Data provided:
[Start of Attachment]
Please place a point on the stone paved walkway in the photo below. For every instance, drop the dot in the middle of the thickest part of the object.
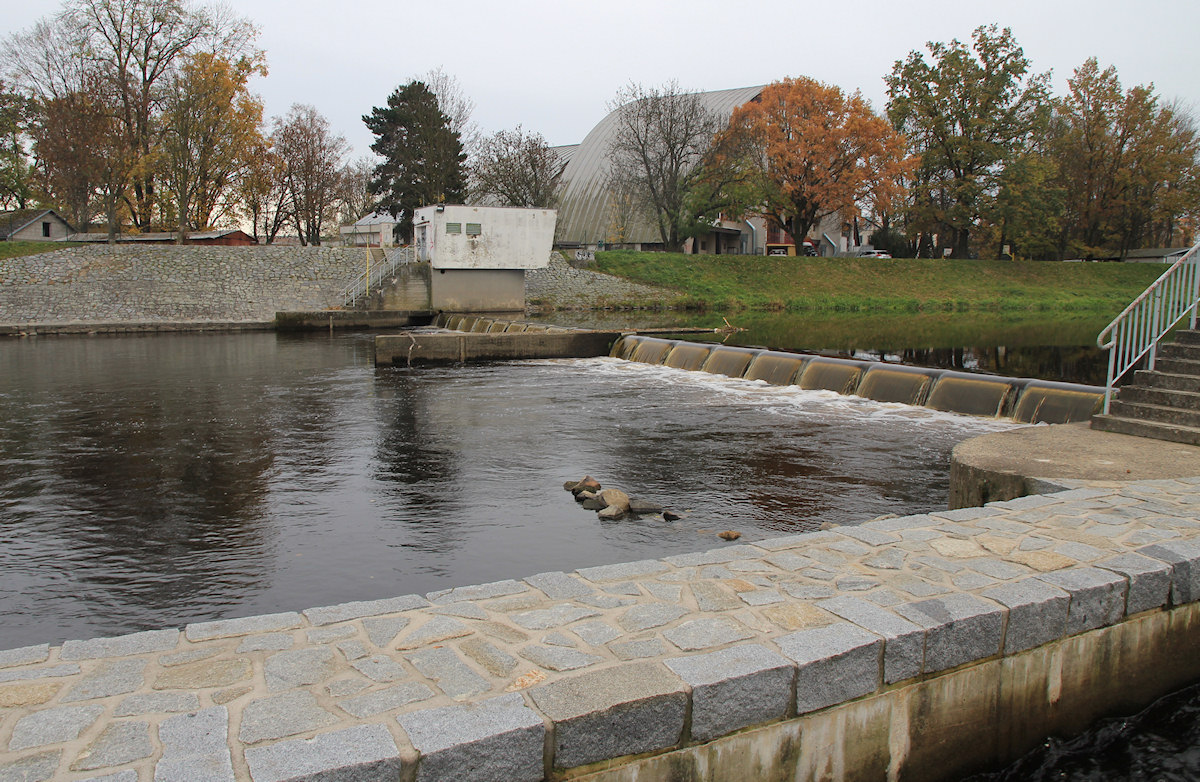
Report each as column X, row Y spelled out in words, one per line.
column 465, row 684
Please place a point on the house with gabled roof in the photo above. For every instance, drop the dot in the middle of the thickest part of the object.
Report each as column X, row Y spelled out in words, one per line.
column 34, row 224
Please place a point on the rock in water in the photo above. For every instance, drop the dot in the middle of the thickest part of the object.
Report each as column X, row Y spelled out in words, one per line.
column 643, row 507
column 615, row 498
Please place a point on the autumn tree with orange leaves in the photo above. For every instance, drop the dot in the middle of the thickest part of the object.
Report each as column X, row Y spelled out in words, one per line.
column 817, row 151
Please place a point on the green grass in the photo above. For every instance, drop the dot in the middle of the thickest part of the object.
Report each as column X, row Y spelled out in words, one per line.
column 871, row 284
column 19, row 248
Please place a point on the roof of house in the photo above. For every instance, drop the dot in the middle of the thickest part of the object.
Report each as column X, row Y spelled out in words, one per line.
column 15, row 220
column 585, row 211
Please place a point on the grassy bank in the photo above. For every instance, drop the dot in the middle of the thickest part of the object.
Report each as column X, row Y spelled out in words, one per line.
column 852, row 284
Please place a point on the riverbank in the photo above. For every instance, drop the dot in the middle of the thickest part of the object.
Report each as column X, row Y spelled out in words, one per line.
column 873, row 284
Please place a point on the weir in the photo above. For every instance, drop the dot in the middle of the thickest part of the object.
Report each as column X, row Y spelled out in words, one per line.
column 1020, row 398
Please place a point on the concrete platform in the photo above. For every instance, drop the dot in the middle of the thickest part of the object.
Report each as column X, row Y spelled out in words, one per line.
column 1045, row 458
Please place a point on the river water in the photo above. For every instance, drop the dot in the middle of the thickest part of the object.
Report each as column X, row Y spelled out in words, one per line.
column 147, row 481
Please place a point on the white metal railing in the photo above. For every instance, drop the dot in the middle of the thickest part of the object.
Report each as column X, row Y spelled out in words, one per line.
column 376, row 272
column 1137, row 331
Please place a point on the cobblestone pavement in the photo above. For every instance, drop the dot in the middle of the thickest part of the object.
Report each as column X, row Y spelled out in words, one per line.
column 564, row 287
column 130, row 283
column 616, row 660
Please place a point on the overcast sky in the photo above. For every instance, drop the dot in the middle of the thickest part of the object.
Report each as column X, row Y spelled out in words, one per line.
column 553, row 66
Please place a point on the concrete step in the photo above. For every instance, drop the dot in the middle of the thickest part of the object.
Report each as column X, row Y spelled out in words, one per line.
column 1159, row 379
column 1153, row 429
column 1179, row 366
column 1155, row 413
column 1183, row 399
column 1180, row 350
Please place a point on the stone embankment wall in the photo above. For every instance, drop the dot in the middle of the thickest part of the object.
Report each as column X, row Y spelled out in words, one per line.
column 127, row 283
column 904, row 648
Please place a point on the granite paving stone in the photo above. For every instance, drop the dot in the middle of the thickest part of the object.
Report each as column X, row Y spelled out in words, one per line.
column 383, row 630
column 1150, row 581
column 120, row 743
column 361, row 752
column 138, row 643
column 1037, row 613
column 904, row 642
column 195, row 747
column 283, row 715
column 243, row 626
column 297, row 667
column 1097, row 596
column 496, row 739
column 358, row 609
column 449, row 672
column 649, row 615
column 834, row 663
column 24, row 656
column 389, row 699
column 735, row 687
column 960, row 627
column 706, row 633
column 634, row 708
column 53, row 726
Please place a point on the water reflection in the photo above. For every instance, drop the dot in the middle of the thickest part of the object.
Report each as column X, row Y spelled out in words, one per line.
column 148, row 481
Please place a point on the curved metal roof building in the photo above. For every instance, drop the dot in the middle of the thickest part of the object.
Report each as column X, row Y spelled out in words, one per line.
column 586, row 215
[End of Attachment]
What the exercise asks:
Write out all of the data above exactly, without any of its pictures.

Answer section:
Please place a point on the stone paved walkway in the photo below. For every instance, drop the dot in the middle of the thickest part of the object.
Report each as column X, row Y spelled out in words, one per line.
column 465, row 684
Please place a point on the house with gabled roof in the photo above. For every instance, drop the dot in the middle of the thickest part of the object.
Report each as column X, row Y spelled out in words, one per line.
column 34, row 224
Please place a point on the rock in water in the photo above. For every instance, drop the dot in the middle of the thickest part of the object.
Report each as column X, row Y spelled out in words, one per line.
column 643, row 507
column 615, row 498
Please place a point on the autumn tree with orange leaves in the photo above. For every instance, drop the dot in the middle of the thickest part of the object.
Report each as column X, row Y spelled out in words, one per line.
column 817, row 151
Please place a point on the green grass in the photo above. For every instance, drop the dot in the middle of the thickest part of the object.
Report each as column X, row Y spelled out in words, one per line.
column 871, row 284
column 19, row 248
Please place a point on the roof of house in the photo above. For every instance, drop the dot in the middle of the thickest part of the object.
Report each as column X, row Y spelled out in words, one per line.
column 15, row 220
column 585, row 211
Please place a point on the grassy bank in the photo above. For every instance, drop the dot in the middle of the thickest part of the object.
Report each as column X, row Y spelled out in words, one per line.
column 852, row 284
Please place a point on the riverbank in the photo above. For every instance, drop the dot in the middle of the thickest part of the object.
Report each as column X, row Y spelled out in words, one per line.
column 873, row 284
Please place a point on the weir in the photo above. For every instance, drop the dot in the middle of the thickest part of the object.
Report each as column X, row Y spelled out in words, one per line.
column 1020, row 398
Please place a point on the concrete platform in the photo above. For every instance, drop the dot in the middle of the thickest part of the object.
Report each as column X, row Y spelled out in words, one per line.
column 1045, row 458
Please place a point on the river water in the photo above. For every instance, drop the dot in the middle of the thickest part of the object.
Report each as column X, row Y spelled out in words, one per line.
column 147, row 481
Please place a point on the white metal railing in the photo above. For every instance, drop the dot in the middle of the thickest part of the object.
Report each as column X, row Y spelled out in words, one per line.
column 376, row 272
column 1137, row 331
Please place a point on the cobblestone pavement in the photo above. For every instance, drop the dot in the middle of the thickest part of the object.
Report each as column X, row Y spelled out in words, one per line.
column 564, row 287
column 130, row 283
column 616, row 660
Please place a point on the overcast sky in the photo above. For every instance, drop the dot in the middle of the thickest part of the object.
Report each as column X, row Y spelled out in words, one per line.
column 553, row 66
Please place a point on the concrete step in the photo above. For every instance, drop the dot in the middle of the thickest part of the object.
Report each as column X, row Y spelled out in words, one per line.
column 1159, row 379
column 1153, row 429
column 1179, row 366
column 1155, row 413
column 1183, row 399
column 1180, row 350
Please place a point on the stone embankment wall in the photo above. For every instance, drop the dot in the middle of the thickest part of the object.
Report each as column X, row Y spelled out in words, one per line.
column 127, row 283
column 904, row 648
Please place a point on the granite paving stone in the photo above. For every instance, drop the dot in the middle of the thickest part of the object.
Report each as column X, row Y spelled out in words, one per line.
column 383, row 630
column 1150, row 581
column 120, row 743
column 361, row 752
column 138, row 643
column 1037, row 613
column 904, row 642
column 195, row 747
column 283, row 715
column 243, row 626
column 297, row 667
column 1097, row 596
column 496, row 739
column 358, row 609
column 449, row 672
column 649, row 615
column 834, row 663
column 24, row 656
column 389, row 699
column 735, row 687
column 960, row 627
column 706, row 633
column 634, row 708
column 53, row 726
Please place a point on the water reflection in the photo above. For every instance, drop the dot in the middle of the thickest part of the object.
Report each as column X, row Y spelled out in words, one per line.
column 148, row 481
Please place a point on the curved metal roof building in the photo above. For every instance, drop the dot in the middle of the thickest part of the object.
Report each as column X, row Y spelled out in words, one per line.
column 586, row 215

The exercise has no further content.